As time wore on, I drove to a bigger local bucket-list ride combining a long, drawn-out climb, smooth pine tree narrow singletrack, sun-exposed hardpack trenches, dry leafy serpentine turns, brutal embedded rock jumbles and slow-speed boulder hoisting and maneuvering.
With the YT Jeffsy Base 29, you don’t have a climb switch on the RockShox Deluxe Select shock—as in, not there, not able to add on later, no combination of tinkering with a minute Allen key will ever magically produce one. It’s something that, as reviewers, we all tirelessly say that we don’t need when describing a bike’s efficiency uphill, but in the back of our minds, it’s a really nice security blanket. Didn’t exactly nail your sag to be that irrefutable perfect balance of traction, sprightly pedaling and still somehow plush? No worries, use the climb switch. Or at least that’s how it feels in my head. So I really did have to find that sweet spot, and while I started out closer to 35-percent sag, I migrated to 30 and stayed there. For me, it was plenty efficient uphill, provided good traction clawing over slippery rocks, and didn’t feel too resistant or harsh on descents.
Uphill, the Jeffsy did well, thanks in large part to its 77-degree seat tube angle. Most of the climbs I did are fairly steep, so a steep seat angle feels even better as the hoisted front end still had me in a neutral placement over the bottom bracket. It had a predictable, efficient feel as though there’s a pedaling platform built in with each dig you take. It’s not indifferent, like the magical, cloudlike hoverbikes we constantly laud, but it doesn’t wallow about in a ripple of bob—your efforts aren’t wasted. Horst link bikes may not elicit coos of delight from nearby riding bros, but they get the job done and they’ve only gotten better with time. And riding one without a lockout gives inefficiency no hiding place, you know how it climbs, and it climbs well. At 34.8 pounds (without pedals, size XL), its weight is felt, but at $2,300 for a 140/150-millimeter bike, that’s not a bad weight.
Downhill the same proven linkage did its job, and true to Horst link’s strengths, the suspension felt brake-jack free, seemingly completely independent of braking forces on performance. It felt supportive without feeling overly progressive, if anything it erred on the crisp side of things, but most noted was its no-surprises nature. When steeper rocks are covered in a loose sheen of silt-like sand, predictable traction is a premium asset.
Also predictable was the Jeffsy’s steady-handed nature of descending. It wasn’t easily jostled off line, it didn’t sop up rocks like a downhill sled but its long, 1,255-millimeter wheelbase combined with the Jeffsy’s 440-millimeter (intentionally 5-millimeters longer on XL and XXL) chainstays made for a planted but moveable manner. Want poppy and playful exuberance? Seek other bikes, this is a get-the-job-done descender.

—————

__SET TASK A__.
Output the entries as a numbered list, from their first line through the line that contains "SVG path data", omitting any blank lines.
The entries that follow are unrelated to the review above.

__DATASET ENTRIES__.
—————

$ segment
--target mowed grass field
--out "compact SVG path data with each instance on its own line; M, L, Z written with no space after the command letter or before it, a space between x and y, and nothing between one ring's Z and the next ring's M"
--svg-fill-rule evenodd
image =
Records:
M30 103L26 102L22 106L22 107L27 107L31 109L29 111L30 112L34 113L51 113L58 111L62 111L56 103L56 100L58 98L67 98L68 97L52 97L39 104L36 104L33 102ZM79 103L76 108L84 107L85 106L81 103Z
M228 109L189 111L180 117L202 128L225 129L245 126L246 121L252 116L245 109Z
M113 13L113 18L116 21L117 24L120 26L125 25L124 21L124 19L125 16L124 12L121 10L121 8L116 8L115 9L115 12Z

—————

__SET TASK B__.
In the bike review, list every measurement given in millimeters.

__EXERCISE OUTPUT A__.
1. $ segment
2. --target mowed grass field
3. --out "compact SVG path data with each instance on its own line; M, L, Z written with no space after the command letter or before it, a space between x and y, and nothing between one ring's Z and the next ring's M"

__EXERCISE OUTPUT B__.
- 140/150 millimeters (the bike)
- 1,255 millimeters (wheelbase)
- 440 millimeters (chainstays)
- 5 millimeters (extra chainstay length on XL and XXL)